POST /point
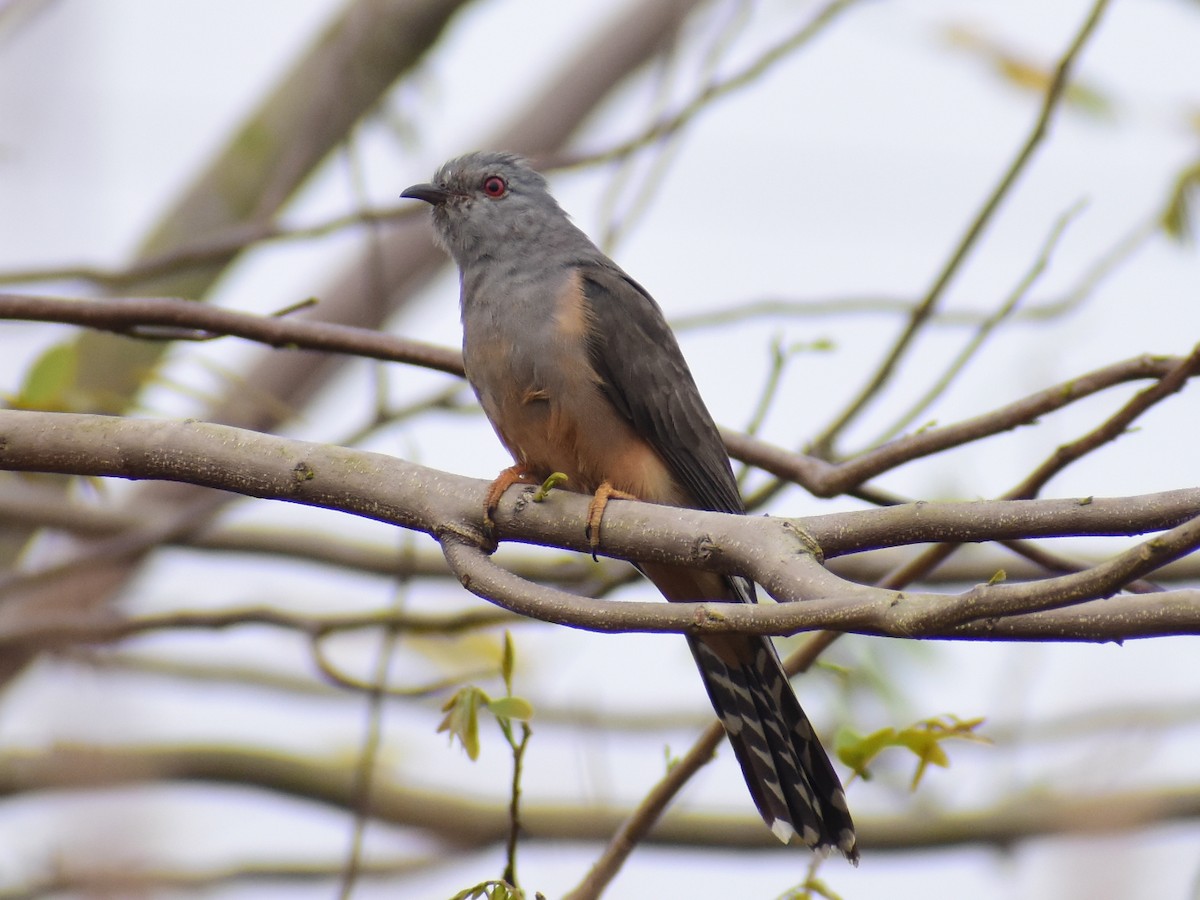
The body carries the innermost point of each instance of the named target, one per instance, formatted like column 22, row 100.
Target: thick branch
column 468, row 822
column 778, row 553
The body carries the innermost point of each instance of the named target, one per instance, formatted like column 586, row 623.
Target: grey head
column 493, row 208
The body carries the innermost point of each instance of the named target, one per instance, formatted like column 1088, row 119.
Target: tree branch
column 780, row 555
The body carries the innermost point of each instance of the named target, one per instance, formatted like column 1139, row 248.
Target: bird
column 579, row 372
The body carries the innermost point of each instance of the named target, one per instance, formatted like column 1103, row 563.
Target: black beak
column 430, row 193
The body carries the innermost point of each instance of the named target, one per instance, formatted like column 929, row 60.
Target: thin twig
column 823, row 445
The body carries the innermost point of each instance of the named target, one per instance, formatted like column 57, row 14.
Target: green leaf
column 858, row 751
column 923, row 739
column 49, row 381
column 511, row 708
column 1177, row 216
column 461, row 719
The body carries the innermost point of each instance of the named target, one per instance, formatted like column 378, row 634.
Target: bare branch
column 779, row 555
column 825, row 442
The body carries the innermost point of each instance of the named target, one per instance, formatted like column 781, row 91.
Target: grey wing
column 646, row 377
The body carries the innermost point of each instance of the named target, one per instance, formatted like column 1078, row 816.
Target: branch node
column 809, row 544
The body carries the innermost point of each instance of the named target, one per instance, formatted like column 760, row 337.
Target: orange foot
column 511, row 475
column 595, row 511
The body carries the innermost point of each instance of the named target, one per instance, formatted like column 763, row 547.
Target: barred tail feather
column 789, row 774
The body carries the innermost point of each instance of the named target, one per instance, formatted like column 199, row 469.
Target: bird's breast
column 527, row 358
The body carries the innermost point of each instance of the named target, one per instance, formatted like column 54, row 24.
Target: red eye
column 495, row 186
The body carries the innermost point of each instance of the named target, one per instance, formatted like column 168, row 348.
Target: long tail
column 789, row 774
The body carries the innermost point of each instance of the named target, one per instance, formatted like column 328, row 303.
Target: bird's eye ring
column 495, row 186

PROMPT =>
Exactly reproduce the lines that run from the line with "199, row 469." through the last line of the records, inclusive.

RESULT OF THIS EXERCISE =>
The body carries the innermost point of each instance of the named target, one per instance, formatted like column 199, row 469.
Target: bird's breast
column 527, row 358
The body carries the innermost point of each instance of the named target, one per instance, formatted like column 54, row 24.
Target: red eye
column 495, row 186
The body carries the innermost point of each instance of the named target, one per instance, formatted like column 168, row 348.
Target: long tail
column 789, row 774
The body carries the innermost point of each instance of the named target, one per instance, formatted like column 328, row 303.
Target: bird's eye ring
column 495, row 186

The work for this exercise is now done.